(WORK INSTRUCTIONS) Every entry must be given again exactly.

:::::

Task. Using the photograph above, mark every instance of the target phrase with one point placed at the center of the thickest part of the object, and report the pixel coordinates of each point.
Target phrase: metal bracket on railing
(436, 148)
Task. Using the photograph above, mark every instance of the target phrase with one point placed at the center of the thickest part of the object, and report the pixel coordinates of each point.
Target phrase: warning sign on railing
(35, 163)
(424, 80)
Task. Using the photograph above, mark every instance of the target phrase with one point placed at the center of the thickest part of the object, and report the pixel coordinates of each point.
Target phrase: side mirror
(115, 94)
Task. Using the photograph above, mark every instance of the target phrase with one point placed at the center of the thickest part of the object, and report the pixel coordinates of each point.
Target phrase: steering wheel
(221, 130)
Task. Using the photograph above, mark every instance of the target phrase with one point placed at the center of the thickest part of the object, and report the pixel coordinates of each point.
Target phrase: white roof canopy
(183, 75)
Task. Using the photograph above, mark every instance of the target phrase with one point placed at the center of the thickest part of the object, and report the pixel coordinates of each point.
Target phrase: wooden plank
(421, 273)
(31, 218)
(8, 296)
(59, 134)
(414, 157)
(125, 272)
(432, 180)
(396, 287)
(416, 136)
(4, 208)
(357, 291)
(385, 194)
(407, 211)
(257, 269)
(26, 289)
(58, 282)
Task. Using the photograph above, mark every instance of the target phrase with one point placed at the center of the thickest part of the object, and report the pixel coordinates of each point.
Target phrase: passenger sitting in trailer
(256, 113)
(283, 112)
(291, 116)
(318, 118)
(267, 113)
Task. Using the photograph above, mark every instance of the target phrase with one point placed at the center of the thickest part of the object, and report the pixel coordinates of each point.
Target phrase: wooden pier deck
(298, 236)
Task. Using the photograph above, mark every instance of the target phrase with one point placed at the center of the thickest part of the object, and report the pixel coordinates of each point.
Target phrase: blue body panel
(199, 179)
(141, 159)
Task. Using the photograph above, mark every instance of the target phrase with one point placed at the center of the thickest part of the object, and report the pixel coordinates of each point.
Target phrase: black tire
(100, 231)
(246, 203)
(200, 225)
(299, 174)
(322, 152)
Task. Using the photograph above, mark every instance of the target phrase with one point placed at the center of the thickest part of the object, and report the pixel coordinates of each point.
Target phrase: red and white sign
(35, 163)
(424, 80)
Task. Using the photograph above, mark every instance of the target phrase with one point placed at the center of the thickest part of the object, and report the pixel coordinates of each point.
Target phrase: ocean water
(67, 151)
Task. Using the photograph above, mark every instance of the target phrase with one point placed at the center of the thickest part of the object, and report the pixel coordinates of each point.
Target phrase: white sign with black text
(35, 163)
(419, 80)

:::::

(PROBLEM SOLUTION)
Task. Using the photograph above, mark every instance of the target phrase with one point placed at the center of the thickest part of the object, and report the pixel coordinates of each point.
Target phrase: metal bracket on railing
(436, 148)
Task. Using the photograph above, mark every instance of the target phrase with one point placed at the center of the thickest part of the object, and report the pixel coordinates of each point.
Target phrase: warning sign on railing
(35, 163)
(424, 80)
Task. Using the photograph above, mark every instance of the target phrase with one point placed at the center of the thickest part of the object, and report the pixel coordinates of each point.
Target phrase: side mirror
(115, 94)
Task. Using the photograph above, mark every instance of the target phrase with one point placed at the center of the thickest part of the object, and report the pixel coordinates of each point.
Target phrase: steering wheel
(221, 130)
Task. Using the photograph above, mark every instance of the target phrase with one point placed at the center of the thickest part of the object, and report the pixel coordinates of each point.
Target phrase: white roof canopy
(183, 75)
Task. Using the photograph above, mark every instance of the target phrase with one point placed at the center of the thickest part of the object, and report the pixel coordinates of each point.
Target phrase: wooden plank
(421, 273)
(31, 218)
(8, 296)
(59, 134)
(414, 157)
(125, 272)
(432, 180)
(396, 287)
(416, 136)
(4, 208)
(357, 291)
(385, 194)
(407, 211)
(257, 269)
(26, 289)
(58, 282)
Task. Using the photograph above, mark every instance of the target phrase with one point placed at the center of the thickest part of the object, and report the pixel coordinates of each point.
Target phrase: passenger sitting in trailer
(256, 113)
(283, 112)
(291, 116)
(318, 118)
(267, 113)
Task. Using the photograph above, mark every instance of the target phrase with one point placed at the center of the thickest part of the object, and report the pixel coordinates of each point.
Target phrase: wooden pier deck
(298, 236)
Task. Using the photograph above, mark every instance of the target phrase with one point placed at the center of the thickest part of the object, and report the pixel coordinates of each point.
Target phrase: blue body panel
(199, 179)
(141, 159)
Task. Using the photograph above, mark every instance of the target phrase with one point placed at the center of the thickest part of the object, and report the pixel coordinates of each point.
Target phrase: black tire
(100, 231)
(246, 203)
(200, 225)
(299, 174)
(322, 152)
Task. Using the photograph above, mark every instance of the target phrase with one point placed at the center of the thickest part of the object, and report the pixel coordinates of each point.
Target phrase: red and white sign
(35, 163)
(424, 80)
Task. Using the photograph above, mark every instance of the target phrase with one point placed at the center of the thickest part of the object, and report the pixel coordinates of each point.
Target phrase: ocean water
(67, 151)
Task. Using the photograph above, mark every instance of the target phrase with one point placed at the center of the thickest part of the object, and report the pixel coordinates of each point.
Target phrase: white sign with black text
(35, 163)
(419, 80)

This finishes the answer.